--- Start Task material ---

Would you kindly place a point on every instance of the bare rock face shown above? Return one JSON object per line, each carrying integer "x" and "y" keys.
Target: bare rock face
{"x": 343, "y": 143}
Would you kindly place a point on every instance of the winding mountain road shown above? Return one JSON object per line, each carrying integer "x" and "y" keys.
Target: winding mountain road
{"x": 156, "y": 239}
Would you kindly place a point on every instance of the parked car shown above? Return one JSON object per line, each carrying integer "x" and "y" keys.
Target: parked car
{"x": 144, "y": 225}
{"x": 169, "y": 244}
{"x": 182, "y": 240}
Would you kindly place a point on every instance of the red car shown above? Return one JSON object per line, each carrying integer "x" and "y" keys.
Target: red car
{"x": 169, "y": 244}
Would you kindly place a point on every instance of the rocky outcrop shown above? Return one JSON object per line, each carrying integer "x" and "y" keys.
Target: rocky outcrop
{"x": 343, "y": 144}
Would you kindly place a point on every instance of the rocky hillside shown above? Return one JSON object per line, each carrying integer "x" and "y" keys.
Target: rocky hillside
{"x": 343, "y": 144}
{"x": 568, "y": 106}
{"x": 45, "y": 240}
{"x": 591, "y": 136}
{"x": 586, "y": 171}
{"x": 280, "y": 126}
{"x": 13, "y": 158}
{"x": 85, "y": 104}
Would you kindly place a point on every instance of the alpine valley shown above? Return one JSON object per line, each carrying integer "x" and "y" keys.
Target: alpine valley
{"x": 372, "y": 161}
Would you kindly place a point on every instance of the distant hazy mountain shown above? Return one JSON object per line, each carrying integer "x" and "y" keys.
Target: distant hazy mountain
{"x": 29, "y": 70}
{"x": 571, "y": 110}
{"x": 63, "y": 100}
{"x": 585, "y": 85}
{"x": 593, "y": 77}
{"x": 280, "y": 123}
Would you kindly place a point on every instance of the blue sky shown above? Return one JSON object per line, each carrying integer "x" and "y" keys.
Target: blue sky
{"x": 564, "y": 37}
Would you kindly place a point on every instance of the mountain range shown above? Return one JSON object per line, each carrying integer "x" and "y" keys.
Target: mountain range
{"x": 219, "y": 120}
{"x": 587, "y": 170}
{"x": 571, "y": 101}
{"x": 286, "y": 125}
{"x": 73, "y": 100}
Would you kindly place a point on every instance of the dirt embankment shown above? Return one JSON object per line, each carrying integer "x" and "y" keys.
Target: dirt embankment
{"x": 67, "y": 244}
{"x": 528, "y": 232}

--- End Task material ---

Task prompt: Please convert all of the material above into a Markdown table with the columns Row and Line. Put each non-blank line in order with its running number, and leave blank lines out.

Task output:
| Row | Line |
|---|---|
| 1 | Would you kindly place a point on every instance of the bare rock face shown above? Return one JSON object per line, each carrying integer "x" and "y" keys. |
| 2 | Target: bare rock face |
| 3 | {"x": 343, "y": 143} |
| 4 | Would you kindly place a point on every instance of the winding mountain road shown above? Return one JSON object per line, each carrying integer "x" and "y" keys. |
| 5 | Target: winding mountain road |
| 6 | {"x": 156, "y": 239} |
| 7 | Would you kindly place a point on every instance of the parked car shown above? Return one JSON object per line, each carrying integer "x" and "y" keys. |
| 8 | Target: parked car |
| 9 | {"x": 144, "y": 225} |
| 10 | {"x": 169, "y": 244} |
| 11 | {"x": 182, "y": 240} |
| 12 | Would you kindly place a point on every instance of the red car shown above? Return one JSON object per line, each carrying integer "x" and "y" keys. |
| 13 | Target: red car |
| 14 | {"x": 169, "y": 244} |
| 15 | Would you kindly place a point on every instance of the rocky outcrop shown above? Return one JSON object per line, each carrying integer "x" and "y" keys. |
| 16 | Target: rocky outcrop |
| 17 | {"x": 343, "y": 144} |
| 18 | Would you kindly place a point on every instance of the rocky hillside shown above? Return one JSON object per line, each carrying integer "x" and "y" keys. |
| 19 | Target: rocky hillside |
| 20 | {"x": 343, "y": 144} |
| 21 | {"x": 568, "y": 106} |
| 22 | {"x": 45, "y": 240} |
| 23 | {"x": 591, "y": 136} |
| 24 | {"x": 586, "y": 171} |
| 25 | {"x": 280, "y": 126} |
| 26 | {"x": 13, "y": 158} |
| 27 | {"x": 85, "y": 104} |
| 28 | Would you kindly place a point on every instance of the alpine valley shown above? Return one JSON object per line, each carrying integer "x" and "y" keys. |
| 29 | Target: alpine valley |
| 30 | {"x": 372, "y": 161} |
| 31 | Would you kindly place a point on every instance of the distant hazy mountain shown above? Return one JSON object per line, each carrying integer "x" and "y" keys. |
| 32 | Target: distant hazy mountain |
| 33 | {"x": 29, "y": 70} |
| 34 | {"x": 571, "y": 110} |
| 35 | {"x": 63, "y": 100} |
| 36 | {"x": 585, "y": 85} |
| 37 | {"x": 593, "y": 77} |
| 38 | {"x": 280, "y": 123} |
| 39 | Would you kindly place a point on every instance of the blue sky shown above? Return one JSON object per line, each carrying integer "x" and "y" keys. |
| 40 | Target: blue sky |
| 41 | {"x": 564, "y": 37} |
| 42 | Would you kindly place a point on every instance of the mountain range shown above? Return one JSON object per line, each carrying integer "x" and "y" keys. |
| 43 | Target: mountain range |
| 44 | {"x": 219, "y": 120} |
| 45 | {"x": 587, "y": 170} |
| 46 | {"x": 571, "y": 101} |
| 47 | {"x": 286, "y": 125} |
| 48 | {"x": 73, "y": 100} |
| 49 | Would you kindly place a point on every instance of the dirt embankment shown above? Return one JSON object per line, each carrying integer "x" and "y" keys. |
| 50 | Target: dirt embankment |
| 51 | {"x": 67, "y": 244} |
| 52 | {"x": 528, "y": 232} |